§ REQUIREMENTS
**a.** In the watch forum thread, why does the first poster intend to buy a G-Shock? Answer in one to three sentences.
**b.** Output the passage of the watch forum thread exactly, beginning at the words "## Gopher (Dec" and stopping after "obviously different, though.".

§ DOCUMENT TEXT
______________________________

Well spoken and I agree with you. The swiss watches have left me cold. I am going to purchase a G-shock for it's incredible reliablity that any swiss manufacturer would enjoy and I don't have to worry about hitting it against anything, or remember to put it on a winder because the reserve won't last through weekend chores.


----------



## Gopher (Dec 27, 2007)

I agree that the name Japanese brands offer great value. My quartz G-Shock, however, does not come close to the accuracy of my Fortis automatic, which is astounding given that one is quartz and the other mechanical. You would expect the opposite results. Price points are obviously different, though.

But as you say, I wear my G-Shock when there may be abuse (it's tough), but my Fortis is the one I always want to wear.


----------



## manhattanproj (Dec 31, 2007)

any updates? 

but you arent the only one complaining about qc issues at fortis. it may really be there are qc problems in fortis factory.


----------



## HelloNasty1 (Jul 8, 2007)

I agree with Yamahaki, visible to the naked eye is unacceptable especially at that price point. If it were mine it would already have a tracking number and out the door to the "shop". I returned a watch once because after I got home it had a case ding on the edge of the case. When I went back to the AD he told me I would ding it anyway over time, the difference being I would have been the one to ding it. I did not need any extras dings on top of the ones I may do over time. He gave me another watch........

______________________________

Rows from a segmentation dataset
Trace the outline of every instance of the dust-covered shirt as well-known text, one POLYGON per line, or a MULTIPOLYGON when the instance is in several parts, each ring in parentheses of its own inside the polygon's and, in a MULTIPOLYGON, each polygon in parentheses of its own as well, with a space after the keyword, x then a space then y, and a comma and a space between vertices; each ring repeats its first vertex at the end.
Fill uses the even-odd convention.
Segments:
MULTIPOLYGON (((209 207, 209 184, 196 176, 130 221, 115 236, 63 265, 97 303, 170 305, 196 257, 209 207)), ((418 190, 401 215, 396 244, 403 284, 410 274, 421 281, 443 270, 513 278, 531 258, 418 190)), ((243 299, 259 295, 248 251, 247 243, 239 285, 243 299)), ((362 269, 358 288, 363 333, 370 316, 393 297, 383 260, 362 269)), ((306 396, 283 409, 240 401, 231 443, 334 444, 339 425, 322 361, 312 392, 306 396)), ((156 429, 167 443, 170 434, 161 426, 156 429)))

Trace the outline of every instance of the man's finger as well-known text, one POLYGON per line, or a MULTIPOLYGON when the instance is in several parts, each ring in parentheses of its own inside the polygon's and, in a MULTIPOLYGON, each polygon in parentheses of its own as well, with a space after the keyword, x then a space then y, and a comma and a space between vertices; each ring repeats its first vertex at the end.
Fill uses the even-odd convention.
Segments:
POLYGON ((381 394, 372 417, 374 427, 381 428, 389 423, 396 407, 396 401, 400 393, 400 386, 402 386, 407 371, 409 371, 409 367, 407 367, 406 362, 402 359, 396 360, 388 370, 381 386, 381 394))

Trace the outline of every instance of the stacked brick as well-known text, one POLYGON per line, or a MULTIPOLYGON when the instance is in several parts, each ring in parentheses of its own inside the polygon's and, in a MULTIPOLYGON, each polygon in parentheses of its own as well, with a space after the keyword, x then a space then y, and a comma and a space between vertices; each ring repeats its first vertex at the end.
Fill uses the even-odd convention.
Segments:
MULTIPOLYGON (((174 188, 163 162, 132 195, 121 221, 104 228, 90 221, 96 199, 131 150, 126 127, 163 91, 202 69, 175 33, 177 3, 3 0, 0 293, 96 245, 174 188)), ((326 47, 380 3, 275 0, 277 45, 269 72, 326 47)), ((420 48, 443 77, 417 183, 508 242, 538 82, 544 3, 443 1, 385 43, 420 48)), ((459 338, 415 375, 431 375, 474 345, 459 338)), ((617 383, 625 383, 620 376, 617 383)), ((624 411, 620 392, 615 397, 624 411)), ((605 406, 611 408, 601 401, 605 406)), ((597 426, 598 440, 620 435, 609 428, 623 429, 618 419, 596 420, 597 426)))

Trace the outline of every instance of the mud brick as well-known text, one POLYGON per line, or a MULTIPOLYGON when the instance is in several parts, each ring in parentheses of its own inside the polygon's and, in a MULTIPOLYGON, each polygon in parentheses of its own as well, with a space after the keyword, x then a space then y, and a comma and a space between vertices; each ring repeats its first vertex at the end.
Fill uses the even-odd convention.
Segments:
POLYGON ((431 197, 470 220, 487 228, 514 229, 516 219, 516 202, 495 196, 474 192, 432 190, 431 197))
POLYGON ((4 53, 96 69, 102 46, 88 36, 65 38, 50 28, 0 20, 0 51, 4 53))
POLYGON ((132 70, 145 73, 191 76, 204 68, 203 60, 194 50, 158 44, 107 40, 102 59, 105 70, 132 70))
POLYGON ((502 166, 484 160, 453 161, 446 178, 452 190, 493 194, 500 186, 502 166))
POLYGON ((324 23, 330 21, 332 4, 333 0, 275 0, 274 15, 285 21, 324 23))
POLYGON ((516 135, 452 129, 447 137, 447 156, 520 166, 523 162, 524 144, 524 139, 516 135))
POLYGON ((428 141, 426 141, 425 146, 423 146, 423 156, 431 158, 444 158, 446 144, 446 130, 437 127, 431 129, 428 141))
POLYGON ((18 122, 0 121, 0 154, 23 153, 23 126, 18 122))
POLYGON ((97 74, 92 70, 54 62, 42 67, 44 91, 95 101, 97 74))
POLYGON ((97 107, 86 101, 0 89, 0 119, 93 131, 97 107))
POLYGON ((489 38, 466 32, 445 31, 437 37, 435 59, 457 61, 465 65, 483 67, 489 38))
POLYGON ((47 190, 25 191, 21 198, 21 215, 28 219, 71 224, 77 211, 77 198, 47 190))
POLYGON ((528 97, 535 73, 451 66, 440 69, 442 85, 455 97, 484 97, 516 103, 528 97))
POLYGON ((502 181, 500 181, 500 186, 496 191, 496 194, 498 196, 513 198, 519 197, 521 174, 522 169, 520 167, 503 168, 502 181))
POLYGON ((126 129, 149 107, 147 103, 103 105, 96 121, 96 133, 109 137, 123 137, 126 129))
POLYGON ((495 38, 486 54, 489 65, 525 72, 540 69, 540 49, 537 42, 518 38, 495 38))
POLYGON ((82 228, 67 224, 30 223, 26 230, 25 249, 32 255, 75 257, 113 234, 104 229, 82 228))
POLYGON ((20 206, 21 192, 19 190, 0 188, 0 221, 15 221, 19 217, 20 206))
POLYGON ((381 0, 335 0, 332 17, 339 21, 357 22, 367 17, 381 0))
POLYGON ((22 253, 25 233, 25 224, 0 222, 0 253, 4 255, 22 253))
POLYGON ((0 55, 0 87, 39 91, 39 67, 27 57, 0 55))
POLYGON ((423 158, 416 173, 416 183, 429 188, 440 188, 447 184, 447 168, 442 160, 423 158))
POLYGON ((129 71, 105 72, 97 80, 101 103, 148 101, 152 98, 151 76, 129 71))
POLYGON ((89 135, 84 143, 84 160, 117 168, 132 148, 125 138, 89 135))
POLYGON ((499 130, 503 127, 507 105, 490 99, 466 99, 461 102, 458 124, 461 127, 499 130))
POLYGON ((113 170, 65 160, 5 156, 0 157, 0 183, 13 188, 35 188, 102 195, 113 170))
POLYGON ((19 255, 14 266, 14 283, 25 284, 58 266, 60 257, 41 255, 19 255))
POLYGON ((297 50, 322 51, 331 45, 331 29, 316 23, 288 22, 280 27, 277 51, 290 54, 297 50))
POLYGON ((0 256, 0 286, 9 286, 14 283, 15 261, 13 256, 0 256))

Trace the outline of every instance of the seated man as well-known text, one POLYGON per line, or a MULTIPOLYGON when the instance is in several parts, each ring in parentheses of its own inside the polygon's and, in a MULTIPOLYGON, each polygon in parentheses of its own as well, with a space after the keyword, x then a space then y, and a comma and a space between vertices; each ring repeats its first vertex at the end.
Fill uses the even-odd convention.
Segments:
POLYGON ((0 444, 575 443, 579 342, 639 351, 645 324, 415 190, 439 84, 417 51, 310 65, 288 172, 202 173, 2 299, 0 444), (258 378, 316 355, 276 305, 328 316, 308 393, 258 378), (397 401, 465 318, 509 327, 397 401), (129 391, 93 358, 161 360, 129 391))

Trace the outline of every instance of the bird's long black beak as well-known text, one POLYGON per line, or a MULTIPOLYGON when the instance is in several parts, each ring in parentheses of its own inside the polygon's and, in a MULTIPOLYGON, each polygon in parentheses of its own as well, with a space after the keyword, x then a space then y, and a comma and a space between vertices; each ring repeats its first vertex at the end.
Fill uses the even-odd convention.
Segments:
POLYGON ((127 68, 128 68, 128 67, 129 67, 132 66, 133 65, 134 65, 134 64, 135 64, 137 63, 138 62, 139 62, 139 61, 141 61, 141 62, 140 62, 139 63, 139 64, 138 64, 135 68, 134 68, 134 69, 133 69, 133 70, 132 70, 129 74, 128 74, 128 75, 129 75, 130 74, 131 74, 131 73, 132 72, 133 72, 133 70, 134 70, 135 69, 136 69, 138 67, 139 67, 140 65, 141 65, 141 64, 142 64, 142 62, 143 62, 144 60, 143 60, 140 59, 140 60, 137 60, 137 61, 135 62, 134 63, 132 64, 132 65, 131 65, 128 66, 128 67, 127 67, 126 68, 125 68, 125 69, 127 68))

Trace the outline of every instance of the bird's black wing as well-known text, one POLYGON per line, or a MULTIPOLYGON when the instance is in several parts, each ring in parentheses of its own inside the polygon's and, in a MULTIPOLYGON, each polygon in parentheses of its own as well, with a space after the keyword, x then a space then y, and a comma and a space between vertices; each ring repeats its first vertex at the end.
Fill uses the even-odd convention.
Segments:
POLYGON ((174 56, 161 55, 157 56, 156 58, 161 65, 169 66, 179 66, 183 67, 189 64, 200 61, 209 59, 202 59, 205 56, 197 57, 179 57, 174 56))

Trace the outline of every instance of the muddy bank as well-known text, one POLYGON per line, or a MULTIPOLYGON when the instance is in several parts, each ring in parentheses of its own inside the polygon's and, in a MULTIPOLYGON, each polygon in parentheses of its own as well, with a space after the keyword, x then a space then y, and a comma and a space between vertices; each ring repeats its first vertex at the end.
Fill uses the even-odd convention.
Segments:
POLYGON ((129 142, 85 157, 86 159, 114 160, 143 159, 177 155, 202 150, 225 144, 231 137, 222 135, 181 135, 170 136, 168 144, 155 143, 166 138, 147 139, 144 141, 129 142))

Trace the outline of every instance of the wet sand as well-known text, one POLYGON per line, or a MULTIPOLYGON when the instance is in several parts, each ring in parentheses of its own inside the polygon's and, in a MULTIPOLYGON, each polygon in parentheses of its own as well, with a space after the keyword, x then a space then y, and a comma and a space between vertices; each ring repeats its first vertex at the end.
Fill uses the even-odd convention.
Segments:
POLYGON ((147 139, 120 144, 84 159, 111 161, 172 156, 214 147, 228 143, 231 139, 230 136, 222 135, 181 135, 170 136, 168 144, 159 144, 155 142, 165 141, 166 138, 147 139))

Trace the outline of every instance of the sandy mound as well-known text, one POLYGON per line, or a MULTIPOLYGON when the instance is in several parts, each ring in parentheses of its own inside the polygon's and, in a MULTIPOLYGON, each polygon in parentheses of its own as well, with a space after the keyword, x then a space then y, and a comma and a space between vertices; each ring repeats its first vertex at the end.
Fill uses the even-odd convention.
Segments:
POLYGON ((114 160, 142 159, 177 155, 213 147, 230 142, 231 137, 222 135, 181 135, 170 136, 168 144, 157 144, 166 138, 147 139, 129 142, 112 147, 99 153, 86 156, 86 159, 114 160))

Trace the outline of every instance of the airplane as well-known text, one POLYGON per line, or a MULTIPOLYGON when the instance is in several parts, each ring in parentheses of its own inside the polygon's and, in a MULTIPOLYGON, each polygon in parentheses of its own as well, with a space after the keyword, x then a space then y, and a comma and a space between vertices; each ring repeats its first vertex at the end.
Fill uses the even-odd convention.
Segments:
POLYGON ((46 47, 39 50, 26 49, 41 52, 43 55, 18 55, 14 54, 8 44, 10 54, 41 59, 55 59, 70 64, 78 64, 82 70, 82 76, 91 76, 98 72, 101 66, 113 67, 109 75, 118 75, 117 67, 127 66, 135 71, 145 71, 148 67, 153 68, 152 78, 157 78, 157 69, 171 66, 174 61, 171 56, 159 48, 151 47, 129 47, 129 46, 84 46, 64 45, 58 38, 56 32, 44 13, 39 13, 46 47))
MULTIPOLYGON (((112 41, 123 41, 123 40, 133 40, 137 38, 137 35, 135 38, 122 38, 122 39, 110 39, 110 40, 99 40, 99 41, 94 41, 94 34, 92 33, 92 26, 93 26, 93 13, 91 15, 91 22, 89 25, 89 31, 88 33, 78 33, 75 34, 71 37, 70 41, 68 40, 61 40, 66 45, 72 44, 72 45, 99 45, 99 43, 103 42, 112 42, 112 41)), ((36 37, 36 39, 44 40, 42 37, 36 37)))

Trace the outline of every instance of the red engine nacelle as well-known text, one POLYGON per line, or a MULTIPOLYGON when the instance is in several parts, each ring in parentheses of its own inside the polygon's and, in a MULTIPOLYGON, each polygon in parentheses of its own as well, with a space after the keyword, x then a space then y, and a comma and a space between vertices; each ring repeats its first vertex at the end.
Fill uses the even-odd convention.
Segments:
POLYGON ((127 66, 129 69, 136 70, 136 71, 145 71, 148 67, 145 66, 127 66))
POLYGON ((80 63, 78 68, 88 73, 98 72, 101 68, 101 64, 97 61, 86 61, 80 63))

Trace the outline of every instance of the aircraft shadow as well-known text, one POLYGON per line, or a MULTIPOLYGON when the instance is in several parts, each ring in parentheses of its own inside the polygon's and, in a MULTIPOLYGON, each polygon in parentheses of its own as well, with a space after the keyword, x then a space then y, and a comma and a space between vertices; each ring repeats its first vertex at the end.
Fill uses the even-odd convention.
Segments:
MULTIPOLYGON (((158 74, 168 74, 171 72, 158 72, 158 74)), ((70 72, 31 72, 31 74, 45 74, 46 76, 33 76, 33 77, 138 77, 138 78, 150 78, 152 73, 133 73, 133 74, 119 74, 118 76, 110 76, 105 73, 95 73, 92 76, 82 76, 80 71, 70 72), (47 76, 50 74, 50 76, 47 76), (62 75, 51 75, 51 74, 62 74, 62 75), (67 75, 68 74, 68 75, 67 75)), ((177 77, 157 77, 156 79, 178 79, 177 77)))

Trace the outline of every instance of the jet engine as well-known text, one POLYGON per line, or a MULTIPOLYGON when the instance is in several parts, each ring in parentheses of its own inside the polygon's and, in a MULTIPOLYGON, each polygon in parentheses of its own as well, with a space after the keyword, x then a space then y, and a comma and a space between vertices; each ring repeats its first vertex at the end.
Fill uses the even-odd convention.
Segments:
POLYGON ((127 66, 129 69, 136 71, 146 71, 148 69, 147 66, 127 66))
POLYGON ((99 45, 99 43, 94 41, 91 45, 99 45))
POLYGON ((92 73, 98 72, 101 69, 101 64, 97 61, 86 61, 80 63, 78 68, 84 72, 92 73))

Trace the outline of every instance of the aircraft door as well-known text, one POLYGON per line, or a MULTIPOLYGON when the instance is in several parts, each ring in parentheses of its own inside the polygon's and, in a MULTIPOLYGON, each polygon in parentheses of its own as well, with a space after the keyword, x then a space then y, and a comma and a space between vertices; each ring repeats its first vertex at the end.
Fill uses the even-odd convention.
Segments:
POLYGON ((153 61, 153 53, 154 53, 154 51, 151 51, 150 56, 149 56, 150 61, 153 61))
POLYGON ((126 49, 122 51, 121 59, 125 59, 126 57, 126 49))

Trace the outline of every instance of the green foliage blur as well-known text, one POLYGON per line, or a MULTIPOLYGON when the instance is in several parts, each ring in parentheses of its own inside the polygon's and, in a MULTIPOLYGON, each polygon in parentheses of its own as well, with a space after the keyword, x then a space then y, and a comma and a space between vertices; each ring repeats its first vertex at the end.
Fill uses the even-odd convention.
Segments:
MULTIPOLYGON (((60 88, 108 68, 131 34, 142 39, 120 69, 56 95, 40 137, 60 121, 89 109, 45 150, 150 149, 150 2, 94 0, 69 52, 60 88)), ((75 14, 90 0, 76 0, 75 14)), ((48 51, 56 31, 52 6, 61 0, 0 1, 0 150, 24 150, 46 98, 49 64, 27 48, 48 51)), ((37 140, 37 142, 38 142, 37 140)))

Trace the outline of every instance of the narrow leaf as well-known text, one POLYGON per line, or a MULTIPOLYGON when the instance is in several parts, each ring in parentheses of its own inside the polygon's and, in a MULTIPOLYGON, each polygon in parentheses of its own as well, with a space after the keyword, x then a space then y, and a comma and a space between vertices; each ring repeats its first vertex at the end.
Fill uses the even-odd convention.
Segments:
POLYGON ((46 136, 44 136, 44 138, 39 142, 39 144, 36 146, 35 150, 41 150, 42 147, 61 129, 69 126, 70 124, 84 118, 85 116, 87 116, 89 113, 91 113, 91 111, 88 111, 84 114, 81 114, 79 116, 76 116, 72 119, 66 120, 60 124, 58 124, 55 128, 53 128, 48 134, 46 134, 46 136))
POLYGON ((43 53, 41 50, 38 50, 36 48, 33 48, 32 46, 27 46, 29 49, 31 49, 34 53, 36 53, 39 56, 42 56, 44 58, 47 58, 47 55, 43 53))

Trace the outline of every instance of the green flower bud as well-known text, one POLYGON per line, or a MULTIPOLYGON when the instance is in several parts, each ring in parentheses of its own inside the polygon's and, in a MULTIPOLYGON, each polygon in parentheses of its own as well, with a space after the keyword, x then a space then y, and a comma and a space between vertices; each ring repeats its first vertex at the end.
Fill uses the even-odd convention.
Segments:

______________________________

§ ANSWERS BELOW
**a.** The poster cites the G-Shock's incredible reliability, which any Swiss manufacturer would enjoy. The poster also would not have to worry about hitting it against anything or remember to put it on a winder, because the reserve won't last through weekend chores.

**b.**
## Gopher (Dec 27, 2007)

I agree that the name Japanese brands offer great value. My quartz G-Shock, however, does not come close to the accuracy of my Fortis automatic, which is astounding given that one is quartz and the other mechanical. You would expect the opposite results. Price points are obviously different, though.